_ENTRIES:_
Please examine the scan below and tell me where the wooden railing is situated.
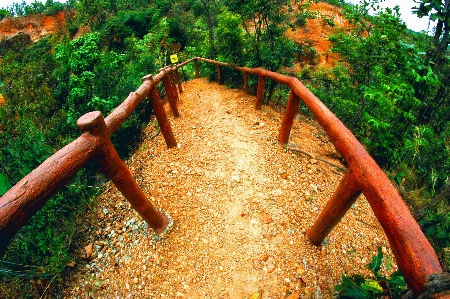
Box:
[0,58,450,298]
[0,59,193,251]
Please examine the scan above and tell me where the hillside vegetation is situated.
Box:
[0,0,450,297]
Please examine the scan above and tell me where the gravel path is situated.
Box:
[64,79,391,299]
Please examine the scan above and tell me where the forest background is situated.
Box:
[0,0,450,294]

_PROBLEM REQUIREMENTS:_ Rewrite all of the material above with "located" substituted for every occurrence of "situated", leaving everything else as it is. Omit the pictures from your answer.

_REPLY:_
Please examine the scan below and tell me where the wooden railing is located.
Box:
[0,58,450,298]
[0,59,193,251]
Please examine the scan above and tell me where the hillside vegetation is located.
Box:
[0,0,450,297]
Please examine the scan above and tell me where the gravel path is located.
Box:
[64,79,391,299]
Please examine the scan above and tell me where the forest background is located.
Box:
[0,0,450,294]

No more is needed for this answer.